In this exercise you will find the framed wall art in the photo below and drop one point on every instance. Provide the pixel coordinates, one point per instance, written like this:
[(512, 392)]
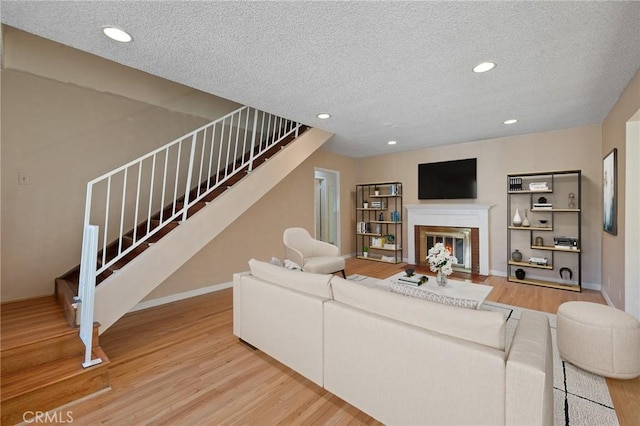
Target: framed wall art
[(609, 192)]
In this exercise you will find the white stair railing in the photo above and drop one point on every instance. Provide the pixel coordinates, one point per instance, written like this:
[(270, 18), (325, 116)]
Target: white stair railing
[(126, 207)]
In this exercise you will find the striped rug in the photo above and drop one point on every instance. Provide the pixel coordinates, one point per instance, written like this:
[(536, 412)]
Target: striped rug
[(580, 397)]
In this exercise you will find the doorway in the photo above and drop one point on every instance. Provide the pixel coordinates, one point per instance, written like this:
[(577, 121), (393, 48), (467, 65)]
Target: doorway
[(327, 205)]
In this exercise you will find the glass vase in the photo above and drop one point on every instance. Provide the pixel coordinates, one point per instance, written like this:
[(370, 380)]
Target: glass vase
[(441, 279)]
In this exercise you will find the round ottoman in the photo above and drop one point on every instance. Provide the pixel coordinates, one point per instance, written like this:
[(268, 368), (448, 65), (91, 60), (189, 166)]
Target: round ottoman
[(599, 339)]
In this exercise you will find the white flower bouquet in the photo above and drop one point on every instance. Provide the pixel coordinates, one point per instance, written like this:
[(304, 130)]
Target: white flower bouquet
[(440, 260)]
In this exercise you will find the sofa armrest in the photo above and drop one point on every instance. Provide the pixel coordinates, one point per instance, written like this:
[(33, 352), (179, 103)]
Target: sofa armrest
[(529, 377), (237, 303)]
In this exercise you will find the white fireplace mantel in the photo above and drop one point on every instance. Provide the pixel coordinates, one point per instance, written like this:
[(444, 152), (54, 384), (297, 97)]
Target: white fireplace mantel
[(450, 215)]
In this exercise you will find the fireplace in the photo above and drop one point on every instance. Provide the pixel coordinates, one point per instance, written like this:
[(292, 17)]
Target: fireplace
[(472, 216), (462, 243)]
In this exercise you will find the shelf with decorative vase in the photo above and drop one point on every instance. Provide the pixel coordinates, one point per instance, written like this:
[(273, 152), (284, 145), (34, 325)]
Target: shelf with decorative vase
[(540, 204)]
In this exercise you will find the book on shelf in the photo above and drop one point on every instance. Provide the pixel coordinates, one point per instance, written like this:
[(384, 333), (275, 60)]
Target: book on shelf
[(363, 228), (378, 242), (538, 186), (568, 243), (515, 184), (542, 206)]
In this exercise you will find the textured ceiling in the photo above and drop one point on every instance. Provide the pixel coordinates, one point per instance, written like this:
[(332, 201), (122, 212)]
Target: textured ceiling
[(384, 70)]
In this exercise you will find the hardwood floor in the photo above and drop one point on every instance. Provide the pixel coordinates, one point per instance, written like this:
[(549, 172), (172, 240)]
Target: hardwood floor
[(181, 364)]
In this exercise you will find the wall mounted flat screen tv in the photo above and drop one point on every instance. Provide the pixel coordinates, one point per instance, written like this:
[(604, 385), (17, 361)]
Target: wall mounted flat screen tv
[(447, 180)]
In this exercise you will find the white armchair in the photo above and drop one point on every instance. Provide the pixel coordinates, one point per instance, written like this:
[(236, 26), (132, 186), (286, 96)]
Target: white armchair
[(311, 254)]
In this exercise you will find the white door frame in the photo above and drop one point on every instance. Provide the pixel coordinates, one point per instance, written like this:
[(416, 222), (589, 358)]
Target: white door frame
[(332, 179)]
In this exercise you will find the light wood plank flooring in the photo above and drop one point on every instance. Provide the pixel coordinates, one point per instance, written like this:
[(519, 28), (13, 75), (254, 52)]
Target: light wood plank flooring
[(181, 364)]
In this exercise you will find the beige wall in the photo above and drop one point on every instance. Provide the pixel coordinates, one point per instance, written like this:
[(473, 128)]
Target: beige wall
[(65, 122), (68, 116), (575, 148), (614, 136)]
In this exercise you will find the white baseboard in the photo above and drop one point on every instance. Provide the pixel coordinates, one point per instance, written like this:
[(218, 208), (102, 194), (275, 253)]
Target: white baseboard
[(180, 296), (606, 298)]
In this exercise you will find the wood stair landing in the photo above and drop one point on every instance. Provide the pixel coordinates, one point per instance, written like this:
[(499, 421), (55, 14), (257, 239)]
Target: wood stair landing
[(41, 357)]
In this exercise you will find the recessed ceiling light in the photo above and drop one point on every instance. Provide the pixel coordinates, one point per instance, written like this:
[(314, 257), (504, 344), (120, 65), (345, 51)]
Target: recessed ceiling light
[(484, 67), (117, 34)]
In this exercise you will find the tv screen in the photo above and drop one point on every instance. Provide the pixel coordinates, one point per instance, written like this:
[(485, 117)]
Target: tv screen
[(447, 180)]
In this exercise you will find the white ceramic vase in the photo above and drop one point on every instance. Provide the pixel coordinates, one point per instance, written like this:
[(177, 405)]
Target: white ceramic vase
[(517, 220)]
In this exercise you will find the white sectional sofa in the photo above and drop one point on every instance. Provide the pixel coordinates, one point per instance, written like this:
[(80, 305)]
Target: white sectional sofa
[(402, 360)]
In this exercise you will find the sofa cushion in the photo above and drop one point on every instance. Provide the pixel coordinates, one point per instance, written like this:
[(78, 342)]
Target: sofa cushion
[(432, 297), (484, 327), (306, 282)]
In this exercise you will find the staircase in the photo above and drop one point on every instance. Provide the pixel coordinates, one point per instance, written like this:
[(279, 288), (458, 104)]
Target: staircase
[(41, 349)]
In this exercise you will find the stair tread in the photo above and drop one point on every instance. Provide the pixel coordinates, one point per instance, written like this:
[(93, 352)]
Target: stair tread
[(21, 382), (221, 178), (30, 320)]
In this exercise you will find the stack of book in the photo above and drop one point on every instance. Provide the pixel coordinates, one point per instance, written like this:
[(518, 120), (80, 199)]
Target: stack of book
[(515, 184), (363, 228), (378, 241), (569, 243), (538, 186), (542, 206)]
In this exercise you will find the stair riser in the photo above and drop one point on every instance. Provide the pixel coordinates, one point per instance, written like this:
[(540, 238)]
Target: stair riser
[(55, 395)]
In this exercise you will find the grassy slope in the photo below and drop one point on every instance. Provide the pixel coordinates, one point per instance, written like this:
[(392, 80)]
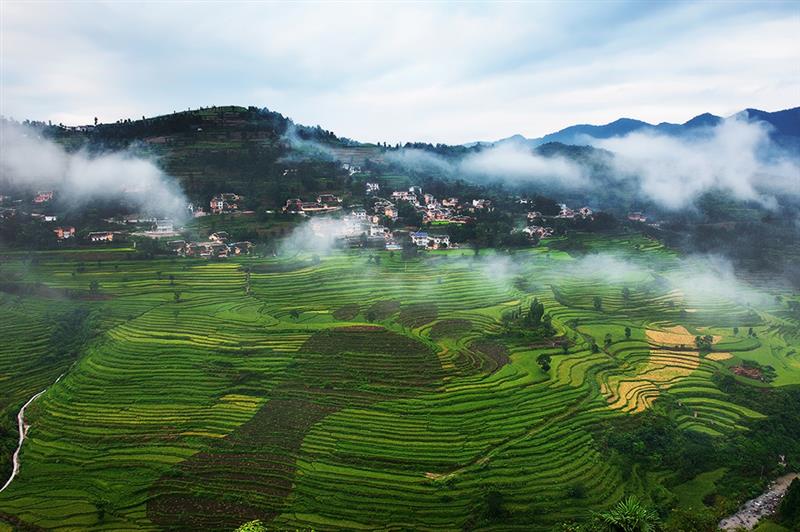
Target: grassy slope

========================================

§ **Instructions to follow**
The listing is to be repeated exactly, with its pictures removed.

§ **Answer below**
In this exercise you will find the framed wall art in the photo below and drop one point on every instance. Provide the pixel coordinates, one point per instance, written like this:
[(512, 392)]
Target: framed wall art
[(609, 192)]
In this exercise you will find the white stair railing in the photo above and drop one point on every instance. Provide the pixel coordinates, one point per instance, written like this:
[(270, 18), (325, 116)]
Target: white stair railing
[(126, 207)]
In this exercise you will find the striped rug in the photo above and drop one point on every instance. Provide the pixel coordinates, one point per instance, written like this:
[(536, 412)]
Target: striped rug
[(580, 397)]
In this exercise you will find the doorway in the photo above and drop one point on every instance. Provide the pixel coordinates, one point per instance, written like this:
[(577, 121), (393, 48), (467, 65)]
Target: doorway
[(327, 205)]
In this exercise you will find the glass vase in the photo above and drop one point on every instance. Provide the pixel coordinates, one point per instance, written like this:
[(370, 380)]
Target: glass vase
[(441, 279)]
In this exercise you will find the round ottoman in the photo above and drop one point on every instance. Provide the pixel coordinates, one point per instance, written like this:
[(268, 368), (448, 65), (91, 60), (189, 166)]
Target: round ottoman
[(599, 339)]
In this exercise you will find the white flower bouquet in the photo above and drop one point on every instance. Provide the pixel coordinates, one point per instance, written like this:
[(304, 130)]
Target: white flower bouquet
[(440, 260)]
In this exercise you will find the sofa armrest in the photo above and drop one point on every instance. Provide the pixel coordinates, one point per instance, written like this:
[(33, 352), (179, 103)]
Target: sofa armrest
[(529, 377), (237, 303)]
In this exercise you will find the white fireplace mantel in the photo above and drop one point on every instance. Provide the pixel coordinates, one point per instance, written like this:
[(444, 152), (54, 384), (297, 97)]
Target: white fireplace mantel
[(450, 215)]
In this exercise you will find the fireplace in the photo above and drop one point on every instance. Provide the pixel coordinates, one point per instance, written like this:
[(292, 17)]
Target: fireplace
[(472, 216), (462, 243)]
In this exercise you will find the shelf with decorative vase in the photo above and drop one point on every instance. Provide the pixel coordinates, one point per instance, written like this:
[(273, 152), (284, 145), (34, 325)]
Target: shelf with decorative vase
[(540, 204)]
In this exercise you will find the book on shelf in the photo above and drop one point on every instance. Provide the pixel coordinates, one point per instance, written like this:
[(384, 333), (275, 60)]
Target: book on shelf
[(363, 228), (378, 242), (538, 186), (568, 243), (515, 184), (542, 206)]
In this exercise you will find the textured ceiling in the photo above and drop one point on every instance. Provide the pixel coordinates, one point per instance, written like this:
[(332, 201), (122, 212)]
Target: textured ceiling
[(384, 70)]
In this exercise you will find the hardwood floor in the photo above and drop one point on every instance. Provide the pixel coordinates, one point per instance, written like this:
[(549, 172), (172, 240)]
Target: hardwood floor
[(181, 364)]
In this exercise you will find the wall mounted flat screen tv in the photo above and drop one point on every instance. Provide the pixel coordinates, one point per instance, written like this:
[(604, 385), (17, 361)]
Target: wall mounted flat screen tv
[(447, 180)]
In this exercise you will find the white armchair in the photo above and drop one point on every instance. Provide the pixel coordinates, one point per instance, written like this:
[(236, 26), (132, 186), (286, 96)]
Target: white armchair
[(311, 254)]
In this exercise you will find the white door frame in the photo above and drop one point on every instance. Provide the pixel coordinates, one point per instance, written like this:
[(416, 222), (589, 358)]
Target: white door frame
[(332, 179)]
In this exercise you will find the light wood plank flooring in the photo above and drop one point on every instance. Provide the pixel coordinates, one point per instance, written like this:
[(519, 28), (13, 75), (254, 52)]
Target: light wood plank flooring
[(181, 364)]
In this exercise you will find the beige wall in the photo above and drop one point on every instance. Provide the pixel coordinates, one point per instance, written like this:
[(473, 128)]
Target: beige wall
[(65, 122), (68, 116), (575, 148), (614, 136)]
In this exercise you will find the white baseboard in the photo above and drop one point on every instance. Provide the pixel coordinates, one point per instance, written like this:
[(218, 208), (102, 194), (275, 253)]
Target: white baseboard
[(180, 296), (606, 298)]
In this exercise you will find the wood stair landing in the photo above and drop one point on every instance. Provide the pixel coordinates, one point per instance, written like this:
[(499, 421), (55, 14), (257, 239)]
Target: wood stair landing
[(41, 357)]
In this exercise you will find the recessed ceiling light in the photo above and drop one point on every instance. Provide the pixel coordinates, one point per instance, written like this:
[(314, 257), (504, 344), (120, 65), (345, 51)]
Target: recessed ceiling light
[(484, 67), (117, 34)]
In this exercise you will find the tv screen in the photo above and drop one point on every instance. Provide the pixel coordinates, one point per instance, written like this:
[(485, 117)]
Target: tv screen
[(447, 180)]
In this exercise you will find the white ceramic vase in the photo above and drop one point on every instance. Provide the pixel coordinates, one point per instance, written like this:
[(177, 405)]
Target: white ceramic vase
[(517, 220)]
In this exercise you will find the white sectional sofa in the photo above and drop one point on every instance. Provide the pixel coordinates, one point per instance, written like this:
[(80, 305)]
Target: white sectional sofa
[(402, 360)]
In this exercise you will find the sofa cushion in the photo above and drop one point on every instance. Provide the pixel coordinates, one point per instance, written like this:
[(78, 342)]
Target: sofa cushion
[(432, 297), (484, 327), (306, 282)]
In this exercise you will find the staircase in the photo above and drop one point on every instance. Provide the pixel coordinates, one point per instance, written like this:
[(279, 288), (458, 104)]
Target: staircase
[(41, 349)]
In this exercise you will find the stair tread in the photo above and drop one point on every instance. Provide the pixel coordinates, one point per instance, written like this:
[(93, 352)]
Target: stair tread
[(21, 382), (221, 178), (30, 320)]
In this exercise you will find the stack of book in the photo above and drop one point on every instance. Provide the pixel coordinates, one point per instance, written like this:
[(518, 120), (80, 199)]
Target: stack of book
[(515, 184), (363, 228), (378, 241), (569, 243), (538, 186), (542, 206)]
In this exercise you will find the stair riser in the photo above and drop one point on every instance. Provide the pixel coordinates, one point per instance, written like this:
[(540, 238)]
Target: stair riser
[(55, 395)]
In this exercise you will find the grassy slope in the photo below and drop one point on every instance. Provide the pixel coordinates, one point per instance, written like this:
[(392, 80)]
Target: grassy slope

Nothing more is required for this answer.